* [TRY IT]: The records that follow must be transcribed in full, without any change.

**** SUPPLIED DATA

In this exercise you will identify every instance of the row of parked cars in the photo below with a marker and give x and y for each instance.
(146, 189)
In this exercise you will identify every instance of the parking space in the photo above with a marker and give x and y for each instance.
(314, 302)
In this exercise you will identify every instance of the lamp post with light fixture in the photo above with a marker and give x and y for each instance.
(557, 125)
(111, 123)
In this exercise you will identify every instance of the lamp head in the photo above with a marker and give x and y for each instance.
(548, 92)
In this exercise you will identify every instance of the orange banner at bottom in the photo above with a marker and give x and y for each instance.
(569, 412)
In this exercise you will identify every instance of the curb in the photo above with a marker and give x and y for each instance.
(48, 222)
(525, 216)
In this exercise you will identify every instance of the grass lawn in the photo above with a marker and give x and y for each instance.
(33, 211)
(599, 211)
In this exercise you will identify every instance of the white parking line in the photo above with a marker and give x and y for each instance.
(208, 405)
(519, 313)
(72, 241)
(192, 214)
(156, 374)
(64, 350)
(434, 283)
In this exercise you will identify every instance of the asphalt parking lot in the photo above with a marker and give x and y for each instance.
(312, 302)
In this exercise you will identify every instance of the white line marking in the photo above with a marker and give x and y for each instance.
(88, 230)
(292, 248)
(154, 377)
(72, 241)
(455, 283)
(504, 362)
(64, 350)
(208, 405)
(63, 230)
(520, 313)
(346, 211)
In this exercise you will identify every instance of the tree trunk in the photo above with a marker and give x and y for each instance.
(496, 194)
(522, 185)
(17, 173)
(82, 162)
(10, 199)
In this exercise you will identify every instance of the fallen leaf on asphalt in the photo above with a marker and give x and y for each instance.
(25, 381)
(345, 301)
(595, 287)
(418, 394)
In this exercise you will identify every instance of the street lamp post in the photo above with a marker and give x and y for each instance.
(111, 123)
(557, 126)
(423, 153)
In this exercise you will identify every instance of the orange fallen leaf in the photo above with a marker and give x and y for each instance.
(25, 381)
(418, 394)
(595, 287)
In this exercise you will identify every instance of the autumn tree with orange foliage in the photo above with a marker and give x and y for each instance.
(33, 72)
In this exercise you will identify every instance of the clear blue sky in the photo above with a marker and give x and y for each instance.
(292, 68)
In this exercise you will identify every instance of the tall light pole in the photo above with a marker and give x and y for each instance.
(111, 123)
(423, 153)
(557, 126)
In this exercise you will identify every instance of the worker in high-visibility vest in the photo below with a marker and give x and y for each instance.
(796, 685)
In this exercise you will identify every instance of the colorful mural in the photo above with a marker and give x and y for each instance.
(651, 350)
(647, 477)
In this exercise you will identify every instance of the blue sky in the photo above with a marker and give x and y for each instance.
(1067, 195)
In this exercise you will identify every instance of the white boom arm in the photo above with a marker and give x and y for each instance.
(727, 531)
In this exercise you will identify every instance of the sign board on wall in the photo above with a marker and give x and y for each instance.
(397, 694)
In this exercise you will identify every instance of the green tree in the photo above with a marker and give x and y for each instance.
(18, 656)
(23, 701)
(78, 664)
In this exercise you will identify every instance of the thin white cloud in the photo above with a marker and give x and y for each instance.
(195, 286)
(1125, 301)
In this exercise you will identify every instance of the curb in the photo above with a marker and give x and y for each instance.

********

* [WRITTEN SOLUTION]:
In this exercise you will identify every instance of the row of parked cars in the photo below with a marker and give x and y for each instance.
(146, 189)
In this exercise you will identify every instance of the parking space in the photo above with a marker and give x and y for each instance.
(314, 302)
In this exercise you will identify every instance of the lamp post with light fixture in the photo above with a marker and give x and y for each instance.
(557, 125)
(111, 123)
In this exercise you will identify every instance of the lamp head in the photo above with a marker and give x and y for each instance.
(548, 92)
In this exercise you will identify every instance of the orange banner at bottom in the photo above with a marker and give x and y for each instance.
(569, 412)
In this exercise you will identify every instance of the curb in the photo above with a marker and give x and y for each instance.
(48, 222)
(525, 216)
In this exercise you will identify every instance of the grass lawn in the photo above with a marker and give x and y for each instance.
(33, 211)
(599, 211)
In this exercise you will identify every instance of the white parking line in the photo above with a marker and give x and y for each instance.
(208, 405)
(519, 313)
(72, 241)
(192, 214)
(156, 374)
(64, 350)
(434, 283)
In this exercise you will identify every instance of the asphalt parking lot in the photo above with a marker and give x and y for each instance.
(312, 302)
In this exercise you will identify every instance of the white line marking in the photo above with a marker and give x and y for each instance.
(88, 230)
(292, 248)
(154, 377)
(72, 241)
(455, 283)
(504, 362)
(64, 350)
(208, 405)
(63, 230)
(520, 313)
(346, 211)
In this exercise you will identify every instance of the tree trunk in the photo above with a marker and give x and y for each instance.
(496, 194)
(522, 185)
(17, 173)
(82, 162)
(10, 199)
In this exercise you will identify every instance of the fallen leaf on asphalt in the photo above with a marker and give x and y for each instance.
(25, 381)
(345, 301)
(595, 287)
(418, 394)
In this exercise you will identify every instance of the street lamp post in the photo above with a marker and give x and y for each instance.
(111, 123)
(557, 126)
(423, 153)
In this exercise you will identify every instance of the orange fallen leaf in the photo above with a marker and give x and y for each instance.
(25, 381)
(418, 394)
(595, 287)
In this exercise you will identify every instance of the autumn tree with orange foliage in the photo above with a marker and give x and y for each instance.
(33, 72)
In this exercise you will identify every instance of the clear blue sky in the photo above with a marker and give x and y for each instance.
(292, 68)
In this exercise you will identify every instance of the tall light pole in the photo above with a marker and give x and y for each instance.
(111, 123)
(423, 153)
(557, 126)
In this exercise you will identify every instance of the worker in high-visibility vest in the photo below with a marker and give x and y for each instance.
(796, 685)
In this exercise you will identify every instance of the colorful mural in the photo above with a marker and give x and y for each instance.
(651, 350)
(647, 477)
In this exercise you will identify every instance of the blue sky in the photo above with a marker and give x and y for each instance.
(1067, 195)
In this exercise you will identify every instance of the white boom arm in the photo above with a marker and give x and y for each instance.
(727, 531)
In this exercise you will identify every instance of the sign board on wall in the photo above with a marker and give x and y for each instance.
(397, 694)
In this exercise you will identify every instance of the green tree in the photo above with a marker and give x and y for each instance.
(18, 656)
(23, 701)
(78, 664)
In this exercise you will identify every instance of the thin white cloud in the photo above with a marker and give x and y for each instance.
(195, 286)
(1125, 301)
In this exercise you will identify every instance of the curb in the photo above with a marker and give x and y for each instance.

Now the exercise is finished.